Stated exercise -
Please count the lines in the items below that contain the string “curved”, treating uppercase and lowercase as different. Reply with the number alone.
-- Start Material provided --
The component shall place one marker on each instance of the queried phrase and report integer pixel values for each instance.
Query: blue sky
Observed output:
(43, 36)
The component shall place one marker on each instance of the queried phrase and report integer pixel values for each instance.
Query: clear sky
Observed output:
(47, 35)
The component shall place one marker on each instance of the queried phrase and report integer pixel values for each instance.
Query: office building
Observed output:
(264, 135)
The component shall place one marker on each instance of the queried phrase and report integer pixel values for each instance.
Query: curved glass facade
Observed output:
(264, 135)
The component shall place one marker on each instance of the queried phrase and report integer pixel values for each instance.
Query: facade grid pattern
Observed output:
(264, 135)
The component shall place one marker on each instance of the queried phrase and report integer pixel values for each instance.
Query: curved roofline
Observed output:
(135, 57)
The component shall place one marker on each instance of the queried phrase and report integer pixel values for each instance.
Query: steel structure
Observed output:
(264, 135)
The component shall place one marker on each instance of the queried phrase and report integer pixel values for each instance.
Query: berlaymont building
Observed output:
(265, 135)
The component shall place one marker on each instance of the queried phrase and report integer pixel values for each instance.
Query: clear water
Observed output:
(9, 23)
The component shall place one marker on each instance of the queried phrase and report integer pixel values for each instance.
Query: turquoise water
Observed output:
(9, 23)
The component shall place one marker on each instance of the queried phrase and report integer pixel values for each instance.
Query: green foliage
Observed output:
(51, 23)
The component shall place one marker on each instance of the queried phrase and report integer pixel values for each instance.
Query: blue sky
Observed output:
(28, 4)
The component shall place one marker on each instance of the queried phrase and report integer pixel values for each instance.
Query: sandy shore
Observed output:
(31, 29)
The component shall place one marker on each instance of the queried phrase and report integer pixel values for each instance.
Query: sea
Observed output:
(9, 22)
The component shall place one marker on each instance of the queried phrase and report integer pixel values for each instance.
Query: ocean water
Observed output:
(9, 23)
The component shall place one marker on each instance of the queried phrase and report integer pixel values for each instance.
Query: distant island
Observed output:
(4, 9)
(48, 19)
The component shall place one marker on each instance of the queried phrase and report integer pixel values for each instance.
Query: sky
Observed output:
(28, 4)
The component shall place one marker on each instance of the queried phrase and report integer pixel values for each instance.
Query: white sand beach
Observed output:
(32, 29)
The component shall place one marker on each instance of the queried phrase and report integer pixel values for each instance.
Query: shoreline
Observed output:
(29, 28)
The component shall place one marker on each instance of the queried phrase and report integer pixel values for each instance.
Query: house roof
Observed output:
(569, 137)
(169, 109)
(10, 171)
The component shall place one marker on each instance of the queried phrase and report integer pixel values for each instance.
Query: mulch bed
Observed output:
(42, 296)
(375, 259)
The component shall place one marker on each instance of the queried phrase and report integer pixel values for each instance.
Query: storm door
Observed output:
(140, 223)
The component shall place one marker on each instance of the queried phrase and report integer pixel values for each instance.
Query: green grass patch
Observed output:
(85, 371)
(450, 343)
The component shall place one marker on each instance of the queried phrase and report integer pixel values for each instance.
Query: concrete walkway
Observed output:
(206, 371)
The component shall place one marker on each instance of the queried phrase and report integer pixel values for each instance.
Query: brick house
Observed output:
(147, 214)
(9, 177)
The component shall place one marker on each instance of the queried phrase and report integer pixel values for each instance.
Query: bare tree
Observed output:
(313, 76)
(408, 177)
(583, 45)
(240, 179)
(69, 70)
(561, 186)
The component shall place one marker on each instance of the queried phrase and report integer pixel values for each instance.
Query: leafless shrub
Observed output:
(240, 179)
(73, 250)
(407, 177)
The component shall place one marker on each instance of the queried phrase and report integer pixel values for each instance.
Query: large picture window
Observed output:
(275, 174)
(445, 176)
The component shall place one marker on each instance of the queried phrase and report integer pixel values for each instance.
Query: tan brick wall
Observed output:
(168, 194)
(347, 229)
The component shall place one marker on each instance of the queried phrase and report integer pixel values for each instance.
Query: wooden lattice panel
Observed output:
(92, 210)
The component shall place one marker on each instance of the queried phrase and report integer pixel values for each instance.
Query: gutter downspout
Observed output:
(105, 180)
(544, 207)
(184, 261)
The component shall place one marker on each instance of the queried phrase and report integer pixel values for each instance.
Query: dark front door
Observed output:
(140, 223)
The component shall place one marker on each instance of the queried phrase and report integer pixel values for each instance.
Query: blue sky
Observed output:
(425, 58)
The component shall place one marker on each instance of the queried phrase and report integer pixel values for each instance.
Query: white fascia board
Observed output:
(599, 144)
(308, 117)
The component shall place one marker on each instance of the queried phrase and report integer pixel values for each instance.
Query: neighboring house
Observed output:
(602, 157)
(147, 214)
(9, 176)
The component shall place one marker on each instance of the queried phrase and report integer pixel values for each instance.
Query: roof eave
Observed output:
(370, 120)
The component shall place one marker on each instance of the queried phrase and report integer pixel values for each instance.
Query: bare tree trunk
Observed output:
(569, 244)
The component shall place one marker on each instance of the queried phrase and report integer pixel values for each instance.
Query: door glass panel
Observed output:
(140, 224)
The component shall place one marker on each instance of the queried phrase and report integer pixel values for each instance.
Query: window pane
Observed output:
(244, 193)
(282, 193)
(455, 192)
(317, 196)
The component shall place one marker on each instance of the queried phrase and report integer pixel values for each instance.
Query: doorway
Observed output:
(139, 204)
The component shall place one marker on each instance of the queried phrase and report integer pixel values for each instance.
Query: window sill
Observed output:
-- End Material provided --
Solution -
2